[Rows from a dataset]
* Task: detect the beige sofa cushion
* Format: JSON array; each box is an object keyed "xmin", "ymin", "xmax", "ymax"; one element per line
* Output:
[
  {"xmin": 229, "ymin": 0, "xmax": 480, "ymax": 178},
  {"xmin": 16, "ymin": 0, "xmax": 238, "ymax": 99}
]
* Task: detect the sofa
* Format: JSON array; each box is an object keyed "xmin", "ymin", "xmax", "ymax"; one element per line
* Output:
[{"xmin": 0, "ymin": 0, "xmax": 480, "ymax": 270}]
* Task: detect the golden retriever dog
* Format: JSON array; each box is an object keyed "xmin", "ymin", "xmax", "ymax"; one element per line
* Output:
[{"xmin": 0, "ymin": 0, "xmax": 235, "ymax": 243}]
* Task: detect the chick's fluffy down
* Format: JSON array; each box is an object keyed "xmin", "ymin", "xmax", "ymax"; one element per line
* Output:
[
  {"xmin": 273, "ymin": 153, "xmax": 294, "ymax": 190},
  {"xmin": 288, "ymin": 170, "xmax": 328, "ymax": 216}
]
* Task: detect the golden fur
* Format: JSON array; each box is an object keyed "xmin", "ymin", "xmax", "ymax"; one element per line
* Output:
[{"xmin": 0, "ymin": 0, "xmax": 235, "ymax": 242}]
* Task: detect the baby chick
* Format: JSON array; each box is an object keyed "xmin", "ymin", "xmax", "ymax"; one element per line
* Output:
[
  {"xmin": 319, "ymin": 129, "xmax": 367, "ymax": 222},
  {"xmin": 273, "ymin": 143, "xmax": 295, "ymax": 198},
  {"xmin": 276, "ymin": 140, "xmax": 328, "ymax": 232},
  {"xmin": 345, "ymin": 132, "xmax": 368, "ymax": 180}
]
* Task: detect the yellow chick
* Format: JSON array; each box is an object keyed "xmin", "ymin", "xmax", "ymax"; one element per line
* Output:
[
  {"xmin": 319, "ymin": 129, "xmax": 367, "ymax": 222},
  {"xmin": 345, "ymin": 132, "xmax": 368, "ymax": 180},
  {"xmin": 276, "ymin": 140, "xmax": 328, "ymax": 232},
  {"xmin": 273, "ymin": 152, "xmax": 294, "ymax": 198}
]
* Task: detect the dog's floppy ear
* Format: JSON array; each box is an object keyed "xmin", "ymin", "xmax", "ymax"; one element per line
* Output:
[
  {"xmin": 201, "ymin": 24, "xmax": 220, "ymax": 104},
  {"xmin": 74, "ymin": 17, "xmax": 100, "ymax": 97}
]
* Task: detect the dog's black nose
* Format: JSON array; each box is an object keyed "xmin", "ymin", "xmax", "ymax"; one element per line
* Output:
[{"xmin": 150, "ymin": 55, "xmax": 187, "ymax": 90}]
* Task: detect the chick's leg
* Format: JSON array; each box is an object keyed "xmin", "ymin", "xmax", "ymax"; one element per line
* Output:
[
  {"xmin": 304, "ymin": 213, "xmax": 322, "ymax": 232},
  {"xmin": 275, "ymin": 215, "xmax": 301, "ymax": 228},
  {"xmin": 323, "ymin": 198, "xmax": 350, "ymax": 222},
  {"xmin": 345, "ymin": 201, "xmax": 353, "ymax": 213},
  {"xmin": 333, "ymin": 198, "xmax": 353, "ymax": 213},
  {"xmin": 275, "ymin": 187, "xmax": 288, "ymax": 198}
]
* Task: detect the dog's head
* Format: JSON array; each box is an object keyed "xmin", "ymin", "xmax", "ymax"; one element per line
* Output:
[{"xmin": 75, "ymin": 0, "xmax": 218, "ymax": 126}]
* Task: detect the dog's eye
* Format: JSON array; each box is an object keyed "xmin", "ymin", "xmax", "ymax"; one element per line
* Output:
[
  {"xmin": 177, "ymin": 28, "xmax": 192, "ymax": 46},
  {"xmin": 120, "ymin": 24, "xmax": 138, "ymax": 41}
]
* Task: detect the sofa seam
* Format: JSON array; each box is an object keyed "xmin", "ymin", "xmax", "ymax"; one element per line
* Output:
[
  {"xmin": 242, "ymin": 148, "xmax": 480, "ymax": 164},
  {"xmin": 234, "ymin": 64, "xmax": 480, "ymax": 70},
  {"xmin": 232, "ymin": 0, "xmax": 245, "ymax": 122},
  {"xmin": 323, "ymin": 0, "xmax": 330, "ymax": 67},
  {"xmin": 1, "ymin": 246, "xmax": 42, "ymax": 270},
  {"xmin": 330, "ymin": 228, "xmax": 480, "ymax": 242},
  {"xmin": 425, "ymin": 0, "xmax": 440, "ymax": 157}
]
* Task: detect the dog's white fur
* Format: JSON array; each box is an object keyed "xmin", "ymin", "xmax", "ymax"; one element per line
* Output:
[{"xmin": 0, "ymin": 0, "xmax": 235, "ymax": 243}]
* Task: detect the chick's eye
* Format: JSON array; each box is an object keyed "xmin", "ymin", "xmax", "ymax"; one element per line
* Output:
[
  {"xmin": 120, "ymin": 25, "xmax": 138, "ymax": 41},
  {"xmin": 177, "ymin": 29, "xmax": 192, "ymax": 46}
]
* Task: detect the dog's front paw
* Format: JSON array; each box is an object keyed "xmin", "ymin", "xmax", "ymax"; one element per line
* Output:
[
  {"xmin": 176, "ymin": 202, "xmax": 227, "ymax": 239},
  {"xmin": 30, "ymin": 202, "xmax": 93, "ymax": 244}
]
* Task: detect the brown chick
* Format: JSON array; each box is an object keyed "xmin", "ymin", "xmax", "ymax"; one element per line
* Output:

- TASK OBJECTIVE -
Select every line of the data above that contains the word "golden", and copy each one. Case counts.

- EXERCISE OUTPUT -
* Task: detect the golden retriever dog
* Task: detect the golden fur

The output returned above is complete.